| What the task asks |
Copy the listing below in full, exactly as given.

| Data section |
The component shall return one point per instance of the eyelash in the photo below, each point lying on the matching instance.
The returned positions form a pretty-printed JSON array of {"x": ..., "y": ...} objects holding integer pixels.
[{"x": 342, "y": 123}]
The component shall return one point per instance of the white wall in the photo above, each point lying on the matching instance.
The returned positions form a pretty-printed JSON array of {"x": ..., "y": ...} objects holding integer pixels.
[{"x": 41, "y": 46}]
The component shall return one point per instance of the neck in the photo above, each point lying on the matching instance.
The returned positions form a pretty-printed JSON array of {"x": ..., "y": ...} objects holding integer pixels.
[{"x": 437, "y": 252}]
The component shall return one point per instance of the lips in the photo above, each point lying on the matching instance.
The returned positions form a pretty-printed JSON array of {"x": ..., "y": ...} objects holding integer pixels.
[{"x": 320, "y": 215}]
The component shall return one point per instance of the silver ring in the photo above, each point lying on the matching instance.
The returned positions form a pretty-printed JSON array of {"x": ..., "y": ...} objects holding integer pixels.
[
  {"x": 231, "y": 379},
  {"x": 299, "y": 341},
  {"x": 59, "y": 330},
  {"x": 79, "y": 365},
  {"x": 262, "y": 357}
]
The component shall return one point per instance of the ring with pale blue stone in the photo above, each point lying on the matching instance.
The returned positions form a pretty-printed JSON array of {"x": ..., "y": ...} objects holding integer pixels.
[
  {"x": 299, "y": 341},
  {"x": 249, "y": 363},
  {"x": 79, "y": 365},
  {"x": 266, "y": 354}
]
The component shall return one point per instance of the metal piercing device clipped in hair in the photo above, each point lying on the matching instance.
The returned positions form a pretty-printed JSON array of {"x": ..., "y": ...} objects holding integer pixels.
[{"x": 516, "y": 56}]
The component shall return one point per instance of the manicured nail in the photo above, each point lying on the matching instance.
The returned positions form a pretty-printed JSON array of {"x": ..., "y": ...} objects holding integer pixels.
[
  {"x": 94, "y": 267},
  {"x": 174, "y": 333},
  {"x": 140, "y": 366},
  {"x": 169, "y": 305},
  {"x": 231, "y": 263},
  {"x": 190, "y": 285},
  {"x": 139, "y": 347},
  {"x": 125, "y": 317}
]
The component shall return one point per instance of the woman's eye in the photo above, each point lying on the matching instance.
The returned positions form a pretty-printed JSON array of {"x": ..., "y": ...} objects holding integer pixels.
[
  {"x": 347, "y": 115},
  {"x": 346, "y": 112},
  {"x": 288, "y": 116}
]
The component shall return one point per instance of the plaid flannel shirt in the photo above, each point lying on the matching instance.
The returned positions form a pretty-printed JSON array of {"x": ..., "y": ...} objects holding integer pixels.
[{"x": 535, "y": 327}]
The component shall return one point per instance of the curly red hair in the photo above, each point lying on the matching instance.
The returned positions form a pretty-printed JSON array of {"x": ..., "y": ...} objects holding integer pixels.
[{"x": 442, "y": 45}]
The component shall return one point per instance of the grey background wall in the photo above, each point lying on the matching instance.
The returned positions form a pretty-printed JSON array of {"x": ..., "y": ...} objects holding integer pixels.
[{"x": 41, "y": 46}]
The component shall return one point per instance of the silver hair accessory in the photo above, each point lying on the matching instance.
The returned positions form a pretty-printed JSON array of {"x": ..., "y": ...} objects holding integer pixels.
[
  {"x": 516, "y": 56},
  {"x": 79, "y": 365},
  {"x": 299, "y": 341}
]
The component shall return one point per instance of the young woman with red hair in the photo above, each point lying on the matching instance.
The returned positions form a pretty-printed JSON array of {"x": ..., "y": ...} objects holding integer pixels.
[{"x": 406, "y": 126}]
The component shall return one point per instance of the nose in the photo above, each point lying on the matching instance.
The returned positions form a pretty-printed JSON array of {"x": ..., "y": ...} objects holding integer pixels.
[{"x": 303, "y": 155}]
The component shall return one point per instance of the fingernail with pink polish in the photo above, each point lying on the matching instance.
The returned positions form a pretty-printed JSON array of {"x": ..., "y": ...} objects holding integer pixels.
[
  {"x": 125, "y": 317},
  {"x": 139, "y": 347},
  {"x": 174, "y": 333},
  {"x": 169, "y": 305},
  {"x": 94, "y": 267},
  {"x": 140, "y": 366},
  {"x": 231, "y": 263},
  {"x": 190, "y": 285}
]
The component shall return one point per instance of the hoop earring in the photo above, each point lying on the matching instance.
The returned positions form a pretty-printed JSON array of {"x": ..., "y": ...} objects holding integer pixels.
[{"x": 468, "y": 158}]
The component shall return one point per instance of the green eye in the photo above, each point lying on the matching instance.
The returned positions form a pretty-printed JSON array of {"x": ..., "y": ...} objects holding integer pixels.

| Answer space |
The component shall return one point per instance of the eyelash in the photo below, each point lying on the matching instance.
The returned positions form a pretty-printed JSON array of {"x": ..., "y": ...} objects holding integer pixels.
[{"x": 342, "y": 123}]
The component shall return one point per instance of the white wall in the photo above, each point lying on the matching instance.
The returned positions form a pretty-printed JSON array of {"x": ..., "y": ...} objects holding integer pixels.
[{"x": 41, "y": 46}]
The component shall return one point per instance of the neck in the photo above, each point lying on the matching instance.
The returned positions form a pretty-printed JSON array of {"x": ..., "y": ...} objects holding integer pixels.
[{"x": 437, "y": 252}]
The component shall return one point per instance of the lips in the photo above, each point lying on the matching instance.
The returned positions form a pretty-printed JSON array of {"x": ..., "y": ...} objects holding integer pixels.
[{"x": 320, "y": 215}]
The component shall return one point per instance of the silver ring in the photo above, each point lying on the matching instance.
The returned positions form a pretty-printed JSON array of {"x": ..., "y": ...} objects holding integer pixels.
[
  {"x": 231, "y": 379},
  {"x": 299, "y": 341},
  {"x": 59, "y": 330},
  {"x": 79, "y": 365},
  {"x": 262, "y": 357}
]
The component shall return one point per instance of the ring with pale blue stone in the photo above, each point lying on the matching instance.
The returned positions form a pretty-printed JSON array of {"x": ..., "y": ...} objects holding integer pixels.
[
  {"x": 299, "y": 341},
  {"x": 249, "y": 363},
  {"x": 79, "y": 365},
  {"x": 266, "y": 354}
]
The component shall return one point per instance of the metal piercing device clipped in hair in the photo above, each point lying on the matching instance.
The returned positions form a pretty-printed JSON array of {"x": ..., "y": ...} objects holding integer pixels.
[{"x": 516, "y": 56}]
The component shall return one point per instance of the manicured nail in the photo above, each point lying on the matching instance.
The returned positions form a pretty-printed JSON array of {"x": ..., "y": ...} objects holding integer pixels.
[
  {"x": 94, "y": 267},
  {"x": 174, "y": 333},
  {"x": 140, "y": 366},
  {"x": 169, "y": 305},
  {"x": 231, "y": 263},
  {"x": 190, "y": 285},
  {"x": 139, "y": 347},
  {"x": 125, "y": 317}
]
The component shall return one point per instance of the woman's eye in the photo above, each point lying on the matching instance.
The returned positions form a pretty-printed JSON array of {"x": ..., "y": ...} objects holding integer pixels.
[
  {"x": 347, "y": 115},
  {"x": 346, "y": 112},
  {"x": 288, "y": 116}
]
The component shall return one point per instance of the plaid flannel shirt in the photo above, each point lying on the matching instance.
The returned positions form a pretty-printed JSON array of {"x": ..., "y": ...} objects holding integer pixels.
[{"x": 535, "y": 327}]
The component shall return one point per instance of the curly red hair in the photo above, each point lying on the matching instance.
The returned positions form a pretty-printed JSON array of {"x": ..., "y": ...} objects holding integer pixels.
[{"x": 442, "y": 45}]
The component shall return one point per instance of the grey background wall in the photo above, each point lying on the matching instance.
The returned positions form a pretty-printed JSON array of {"x": ..., "y": ...} objects holding integer pixels.
[{"x": 41, "y": 46}]
The component shall return one point per instance of the silver hair accessory in the photo above, each point lying on the matching instance.
The returned positions form a pretty-printed JSON array of {"x": ..., "y": ...} objects holding integer pixels.
[
  {"x": 516, "y": 56},
  {"x": 79, "y": 365},
  {"x": 299, "y": 341}
]
The component shall return one point per instance of the young woman with red hair in the photo above, each point lying on the matching instance.
The returned positions form a pretty-printed JSON array of {"x": ..., "y": ...} objects holding integer pixels.
[{"x": 406, "y": 126}]
The component shall return one point per instance of the nose in the photo above, each point lying on the matching instance.
The returned positions form a pretty-printed JSON array of {"x": ..., "y": ...} objects holding integer pixels.
[{"x": 303, "y": 155}]
The component shall return one point per instance of the fingernail with pink polish in the photo above, each point lying on the matching instance.
The returned positions form a pretty-printed JSON array of {"x": ..., "y": ...} objects holding integer pixels.
[
  {"x": 125, "y": 317},
  {"x": 139, "y": 347},
  {"x": 174, "y": 333},
  {"x": 169, "y": 305},
  {"x": 94, "y": 267},
  {"x": 140, "y": 366},
  {"x": 231, "y": 263},
  {"x": 190, "y": 285}
]
The component shall return one point per instance of the hoop earring in the photo above, each point lying on the matching instance.
The returned positions form a pretty-printed JSON array of {"x": ..., "y": ...} objects holding integer pixels.
[{"x": 468, "y": 158}]
The component shall return one point per instance of the green eye in the photo above, each point lying on the matching instance.
The returned positions form a pretty-printed JSON array of {"x": ..., "y": ...} objects holding integer pixels.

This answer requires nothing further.